--- Quoted passage ---
Although HB 1243 was indefinitely postponed and withdrawn, we will closely monitor new pieces of legislation in future legislative sessions. HB 1243 received unanimous support from the House, and therefore similar reporting requirements or other changes affecting dealmaking could resurface in the future.

Required Reporting for Mergers and Acquisitions

HB 1243 primarily caught dealmakers’ attention because of its proposed reporting requirements, which would have required notification to the State at least 90 days prior to the closing of most transactions involving hospitals or group practices with four or more physicians.

Reporting Requirements

The bill would have required group practices, hospitals and hospital systems with four or more physicians to provide advance notice of certain transactions to the Office of the Attorney General. Specifically, HB 1243 would have required Florida hospitals and group practices intending to go through a material change to provide information to the State, including the primary area served by the parties, a description of the proposed transaction, the physician specialty involved in the material change, and a description of any prior material change occurring in the five years before the date of notice.

The notice was required to be submitted at least 90 days prior to the closing of the transaction.

The proposed requirement also provided for a significant penalty in the event of non-compliance. Under HB 1243, failure to provide timely notice to the Office of the Attorney General within the prescribed 90-day period would have resulted in a fine of up to $500,000.

Data excerpts:
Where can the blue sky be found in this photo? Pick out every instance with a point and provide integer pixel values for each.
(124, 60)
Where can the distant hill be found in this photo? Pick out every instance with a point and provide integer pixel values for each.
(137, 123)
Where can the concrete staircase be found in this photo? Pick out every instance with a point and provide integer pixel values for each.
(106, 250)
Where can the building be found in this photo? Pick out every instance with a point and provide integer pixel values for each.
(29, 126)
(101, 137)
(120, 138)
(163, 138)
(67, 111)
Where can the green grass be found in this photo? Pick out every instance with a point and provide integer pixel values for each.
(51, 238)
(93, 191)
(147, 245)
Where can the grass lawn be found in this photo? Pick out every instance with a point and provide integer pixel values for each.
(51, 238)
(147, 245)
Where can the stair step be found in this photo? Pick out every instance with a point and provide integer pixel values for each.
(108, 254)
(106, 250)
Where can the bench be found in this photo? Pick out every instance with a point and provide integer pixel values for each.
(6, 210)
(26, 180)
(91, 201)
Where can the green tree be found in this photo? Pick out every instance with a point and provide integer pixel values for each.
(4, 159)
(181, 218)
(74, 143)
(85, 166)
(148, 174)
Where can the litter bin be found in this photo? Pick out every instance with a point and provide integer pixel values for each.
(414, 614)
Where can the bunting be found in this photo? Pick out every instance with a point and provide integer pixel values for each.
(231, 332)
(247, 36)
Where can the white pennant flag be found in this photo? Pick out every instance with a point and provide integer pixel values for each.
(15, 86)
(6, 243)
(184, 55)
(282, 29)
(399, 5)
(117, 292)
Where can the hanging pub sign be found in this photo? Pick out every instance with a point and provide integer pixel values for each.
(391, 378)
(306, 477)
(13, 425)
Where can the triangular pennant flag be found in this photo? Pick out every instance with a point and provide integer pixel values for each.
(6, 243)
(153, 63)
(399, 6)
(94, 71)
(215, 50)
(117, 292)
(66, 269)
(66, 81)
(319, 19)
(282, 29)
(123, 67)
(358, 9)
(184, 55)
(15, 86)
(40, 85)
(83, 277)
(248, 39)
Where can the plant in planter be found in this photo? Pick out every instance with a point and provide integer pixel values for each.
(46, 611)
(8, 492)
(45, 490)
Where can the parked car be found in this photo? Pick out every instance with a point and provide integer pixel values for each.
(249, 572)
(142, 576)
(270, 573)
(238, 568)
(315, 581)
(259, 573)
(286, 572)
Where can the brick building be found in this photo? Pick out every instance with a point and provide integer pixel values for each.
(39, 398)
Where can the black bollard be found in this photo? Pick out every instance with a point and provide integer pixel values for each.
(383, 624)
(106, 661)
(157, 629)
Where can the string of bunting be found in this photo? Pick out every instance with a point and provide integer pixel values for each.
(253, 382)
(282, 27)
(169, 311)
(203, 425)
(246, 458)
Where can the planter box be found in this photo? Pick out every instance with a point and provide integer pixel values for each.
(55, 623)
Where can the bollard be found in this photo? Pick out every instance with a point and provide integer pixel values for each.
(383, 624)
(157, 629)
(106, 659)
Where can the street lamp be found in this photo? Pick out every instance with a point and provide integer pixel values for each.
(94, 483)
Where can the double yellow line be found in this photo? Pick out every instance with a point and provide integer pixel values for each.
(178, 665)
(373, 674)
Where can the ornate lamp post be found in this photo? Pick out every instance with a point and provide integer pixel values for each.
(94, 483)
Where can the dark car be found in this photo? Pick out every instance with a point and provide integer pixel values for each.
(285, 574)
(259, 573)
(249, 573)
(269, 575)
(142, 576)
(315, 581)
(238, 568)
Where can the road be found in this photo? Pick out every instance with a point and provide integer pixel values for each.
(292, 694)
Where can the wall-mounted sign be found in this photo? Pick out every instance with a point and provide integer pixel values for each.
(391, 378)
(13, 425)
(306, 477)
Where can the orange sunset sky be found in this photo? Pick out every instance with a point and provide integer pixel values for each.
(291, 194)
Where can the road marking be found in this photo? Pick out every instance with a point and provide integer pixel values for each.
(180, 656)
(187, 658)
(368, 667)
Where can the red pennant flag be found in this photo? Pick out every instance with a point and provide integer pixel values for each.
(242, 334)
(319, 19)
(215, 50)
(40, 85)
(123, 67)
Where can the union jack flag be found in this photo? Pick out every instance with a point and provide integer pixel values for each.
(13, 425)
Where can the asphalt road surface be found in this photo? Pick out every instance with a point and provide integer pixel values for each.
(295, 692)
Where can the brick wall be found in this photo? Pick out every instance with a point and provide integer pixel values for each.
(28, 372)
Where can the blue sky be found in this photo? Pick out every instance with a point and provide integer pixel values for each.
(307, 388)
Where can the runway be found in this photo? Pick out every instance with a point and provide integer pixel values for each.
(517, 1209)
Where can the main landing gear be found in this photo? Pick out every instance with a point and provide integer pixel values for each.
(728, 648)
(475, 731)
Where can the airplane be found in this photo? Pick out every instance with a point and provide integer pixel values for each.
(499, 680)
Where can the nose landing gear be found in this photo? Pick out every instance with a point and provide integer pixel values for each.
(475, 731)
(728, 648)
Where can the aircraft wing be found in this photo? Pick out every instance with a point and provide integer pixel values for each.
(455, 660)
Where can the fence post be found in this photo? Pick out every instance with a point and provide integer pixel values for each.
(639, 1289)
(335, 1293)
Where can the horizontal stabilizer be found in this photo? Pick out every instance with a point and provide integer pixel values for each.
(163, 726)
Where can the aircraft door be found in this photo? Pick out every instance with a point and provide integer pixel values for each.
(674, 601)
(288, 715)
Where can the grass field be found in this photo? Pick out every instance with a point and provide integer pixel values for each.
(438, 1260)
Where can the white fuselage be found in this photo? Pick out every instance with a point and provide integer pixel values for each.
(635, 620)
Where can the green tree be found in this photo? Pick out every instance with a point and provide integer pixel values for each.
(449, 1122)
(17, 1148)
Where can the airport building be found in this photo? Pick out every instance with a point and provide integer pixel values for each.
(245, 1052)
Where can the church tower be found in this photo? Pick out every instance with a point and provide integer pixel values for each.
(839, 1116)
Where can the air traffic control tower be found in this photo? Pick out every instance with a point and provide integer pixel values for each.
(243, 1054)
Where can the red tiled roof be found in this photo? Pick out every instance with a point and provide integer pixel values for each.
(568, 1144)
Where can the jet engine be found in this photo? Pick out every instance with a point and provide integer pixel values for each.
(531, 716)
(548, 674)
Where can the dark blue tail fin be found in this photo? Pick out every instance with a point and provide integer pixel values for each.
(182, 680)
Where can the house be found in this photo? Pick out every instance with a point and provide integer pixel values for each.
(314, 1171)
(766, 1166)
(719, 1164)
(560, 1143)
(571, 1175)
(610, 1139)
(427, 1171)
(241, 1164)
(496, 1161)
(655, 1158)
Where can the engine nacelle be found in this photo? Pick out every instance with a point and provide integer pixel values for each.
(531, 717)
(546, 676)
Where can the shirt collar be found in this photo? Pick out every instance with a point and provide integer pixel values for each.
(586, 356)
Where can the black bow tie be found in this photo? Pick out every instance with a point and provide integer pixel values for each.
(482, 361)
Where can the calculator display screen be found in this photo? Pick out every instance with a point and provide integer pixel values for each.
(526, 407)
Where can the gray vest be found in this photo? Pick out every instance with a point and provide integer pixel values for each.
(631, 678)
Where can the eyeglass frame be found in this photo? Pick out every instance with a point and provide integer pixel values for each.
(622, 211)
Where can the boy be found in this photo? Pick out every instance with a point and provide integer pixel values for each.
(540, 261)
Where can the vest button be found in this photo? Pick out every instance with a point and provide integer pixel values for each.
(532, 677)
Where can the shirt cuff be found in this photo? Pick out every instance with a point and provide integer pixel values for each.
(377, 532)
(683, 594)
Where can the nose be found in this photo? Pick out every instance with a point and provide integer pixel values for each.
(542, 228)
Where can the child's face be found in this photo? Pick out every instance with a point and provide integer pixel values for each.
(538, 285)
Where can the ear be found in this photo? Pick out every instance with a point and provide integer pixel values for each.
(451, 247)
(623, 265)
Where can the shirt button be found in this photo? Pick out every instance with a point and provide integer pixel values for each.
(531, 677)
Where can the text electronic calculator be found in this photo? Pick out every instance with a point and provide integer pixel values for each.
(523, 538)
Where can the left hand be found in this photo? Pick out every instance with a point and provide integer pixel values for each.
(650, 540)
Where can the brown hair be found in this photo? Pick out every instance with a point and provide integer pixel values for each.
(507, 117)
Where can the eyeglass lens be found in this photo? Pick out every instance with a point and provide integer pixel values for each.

--- What you need to do ---
a: In the HB 1243 passage, what was the maximum fine for failing to give timely notice to the Office of the Attorney General?
b: Carry the HB 1243 passage forward from its final sentence.

--- Response list ---
a: Up to $500,000.

b:
Transactions Requiring Reporting

The proposed bill required notice upon any material change, including:

  • A merger, consolidation or affiliation
  • The employment of all or substantially all of the physicians of a group practice
  •  The acquisition of all or substantially all of the properties and assets of a group practice; the capital stock, membership interest or other equity interests of a group practice; or one or more insolvent practices

The notice requirement applied not just to mergers and acquisitions, but also to any “affiliation” between entities. The bill defined affiliation as “a relationship between two or more entities that allows the entity to jointly negotiate with one or more other parties over professional medical services or reduces the primary service area in which at least one of the entities provides professional services.” Unlike HSR, the bill did not include a dollar threshold for this notice requirement, and thus the hospital or group practice would have been required to report any transaction that fell into one of the enumerated categories above.

Unenforceability of Certain Physician Restrictive Covenants

While HB 1243 did not make it through the Senate this session, HB 843, which contained the same non-competition restriction, did. Section 10 of HB 843 amends Florida’s non-compete statute and invalidates restrictive covenants with licensed physicians in limited circumstances.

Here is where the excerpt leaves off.